YOUR TASK –
In the material below, the lines from the one containing "Target: wood grain texture" through the one containing "Target: reflection of cube" are to be given again exactly, ends included, and no others.

DATASET CONTENT –
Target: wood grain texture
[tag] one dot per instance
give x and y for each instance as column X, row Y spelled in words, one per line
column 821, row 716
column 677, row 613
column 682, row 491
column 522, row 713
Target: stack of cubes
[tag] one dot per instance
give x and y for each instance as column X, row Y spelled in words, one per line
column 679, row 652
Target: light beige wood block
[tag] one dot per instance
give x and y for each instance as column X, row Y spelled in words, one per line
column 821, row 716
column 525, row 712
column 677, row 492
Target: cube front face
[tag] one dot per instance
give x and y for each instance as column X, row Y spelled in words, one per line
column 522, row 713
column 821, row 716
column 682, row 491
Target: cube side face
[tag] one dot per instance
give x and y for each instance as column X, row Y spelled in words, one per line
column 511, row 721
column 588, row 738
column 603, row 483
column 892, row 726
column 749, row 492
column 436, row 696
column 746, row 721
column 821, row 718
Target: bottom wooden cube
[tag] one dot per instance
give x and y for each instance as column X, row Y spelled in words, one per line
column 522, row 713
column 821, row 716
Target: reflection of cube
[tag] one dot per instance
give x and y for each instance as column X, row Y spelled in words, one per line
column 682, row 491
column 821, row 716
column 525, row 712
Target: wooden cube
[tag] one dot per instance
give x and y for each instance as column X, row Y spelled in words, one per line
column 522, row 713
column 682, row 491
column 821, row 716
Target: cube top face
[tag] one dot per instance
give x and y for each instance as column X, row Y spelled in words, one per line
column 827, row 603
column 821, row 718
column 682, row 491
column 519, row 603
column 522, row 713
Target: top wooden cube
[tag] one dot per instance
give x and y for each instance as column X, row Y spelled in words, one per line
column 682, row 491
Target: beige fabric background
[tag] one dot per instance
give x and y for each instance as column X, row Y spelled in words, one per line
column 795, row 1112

==

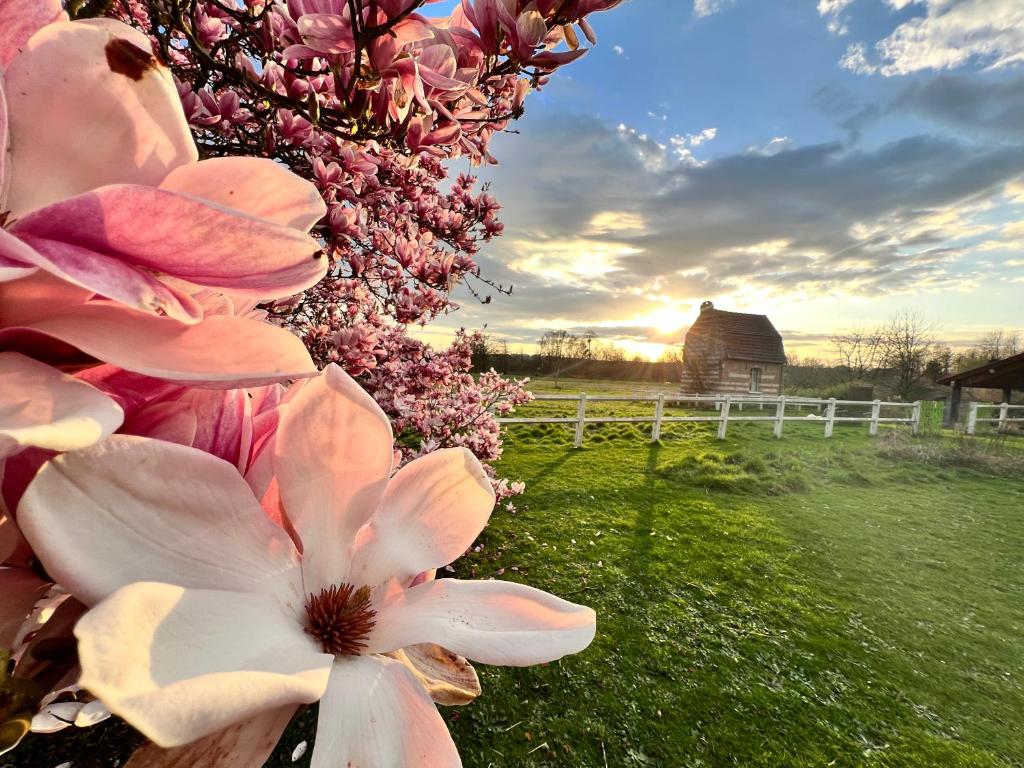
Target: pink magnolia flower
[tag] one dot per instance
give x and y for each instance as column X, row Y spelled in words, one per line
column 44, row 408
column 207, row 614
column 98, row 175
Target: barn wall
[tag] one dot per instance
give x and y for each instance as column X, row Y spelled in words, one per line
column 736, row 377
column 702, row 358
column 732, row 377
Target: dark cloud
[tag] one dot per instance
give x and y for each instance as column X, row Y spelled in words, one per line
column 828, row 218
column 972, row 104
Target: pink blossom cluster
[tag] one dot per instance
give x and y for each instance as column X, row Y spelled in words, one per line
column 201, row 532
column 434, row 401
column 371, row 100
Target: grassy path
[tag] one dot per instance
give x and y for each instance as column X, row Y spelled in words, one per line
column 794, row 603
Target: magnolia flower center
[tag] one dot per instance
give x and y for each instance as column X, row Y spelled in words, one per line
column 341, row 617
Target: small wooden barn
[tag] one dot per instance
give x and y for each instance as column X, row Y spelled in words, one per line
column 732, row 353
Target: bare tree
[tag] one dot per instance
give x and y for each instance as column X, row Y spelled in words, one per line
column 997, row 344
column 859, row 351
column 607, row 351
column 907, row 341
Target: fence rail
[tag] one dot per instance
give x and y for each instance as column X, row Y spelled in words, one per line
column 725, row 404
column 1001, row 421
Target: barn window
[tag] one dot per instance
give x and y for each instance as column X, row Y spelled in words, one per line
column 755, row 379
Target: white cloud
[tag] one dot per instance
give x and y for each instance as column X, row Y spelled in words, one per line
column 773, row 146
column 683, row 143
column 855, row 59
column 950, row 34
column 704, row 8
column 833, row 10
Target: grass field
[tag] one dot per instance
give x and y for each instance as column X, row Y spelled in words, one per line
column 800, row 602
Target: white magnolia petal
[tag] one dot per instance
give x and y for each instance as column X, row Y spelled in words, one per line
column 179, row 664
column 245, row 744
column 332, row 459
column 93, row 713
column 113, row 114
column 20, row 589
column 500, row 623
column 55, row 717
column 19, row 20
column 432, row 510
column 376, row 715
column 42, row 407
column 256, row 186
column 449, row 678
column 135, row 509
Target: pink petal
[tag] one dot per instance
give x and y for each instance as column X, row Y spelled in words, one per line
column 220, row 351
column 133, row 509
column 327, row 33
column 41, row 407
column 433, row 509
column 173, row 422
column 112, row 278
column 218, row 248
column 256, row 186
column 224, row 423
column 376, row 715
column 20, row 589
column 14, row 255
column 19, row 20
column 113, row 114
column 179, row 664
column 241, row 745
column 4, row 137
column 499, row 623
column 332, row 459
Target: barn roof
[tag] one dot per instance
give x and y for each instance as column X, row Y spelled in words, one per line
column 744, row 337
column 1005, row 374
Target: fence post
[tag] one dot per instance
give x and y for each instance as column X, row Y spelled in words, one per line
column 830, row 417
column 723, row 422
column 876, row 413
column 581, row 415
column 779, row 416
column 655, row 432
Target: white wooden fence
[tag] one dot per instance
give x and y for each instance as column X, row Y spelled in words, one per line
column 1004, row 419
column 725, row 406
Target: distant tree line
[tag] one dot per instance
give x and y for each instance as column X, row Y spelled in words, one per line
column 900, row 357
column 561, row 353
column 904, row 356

REPLY TO THE TASK –
Target: wood grain texture
[tag] one dot per instance
give x and y for each instance as column X, row Y spelled in words, one per line
column 821, row 716
column 677, row 613
column 682, row 491
column 522, row 713
Target: stack of cubes
[tag] one dot per instance
give x and y for each instance as column X, row Y spelled in words, one per line
column 679, row 652
Target: light beige wood block
[tag] one dot per instance
give x and y for each instance as column X, row Y spelled in words, one per line
column 821, row 716
column 525, row 712
column 677, row 492
Target: cube front face
[tag] one dot per instance
give x and y for each instance as column X, row Y spelled in words, one per line
column 522, row 713
column 821, row 716
column 682, row 491
Target: cube side face
[tag] one dot per instance
give x and y for each instance as column X, row Y spelled in words, one per line
column 511, row 721
column 588, row 738
column 603, row 483
column 892, row 726
column 749, row 492
column 436, row 696
column 746, row 721
column 821, row 718
Target: bottom wooden cube
[tag] one dot per instance
give x and y for each instance as column X, row Y spelled in words, one per line
column 522, row 713
column 821, row 716
Target: reflection of cube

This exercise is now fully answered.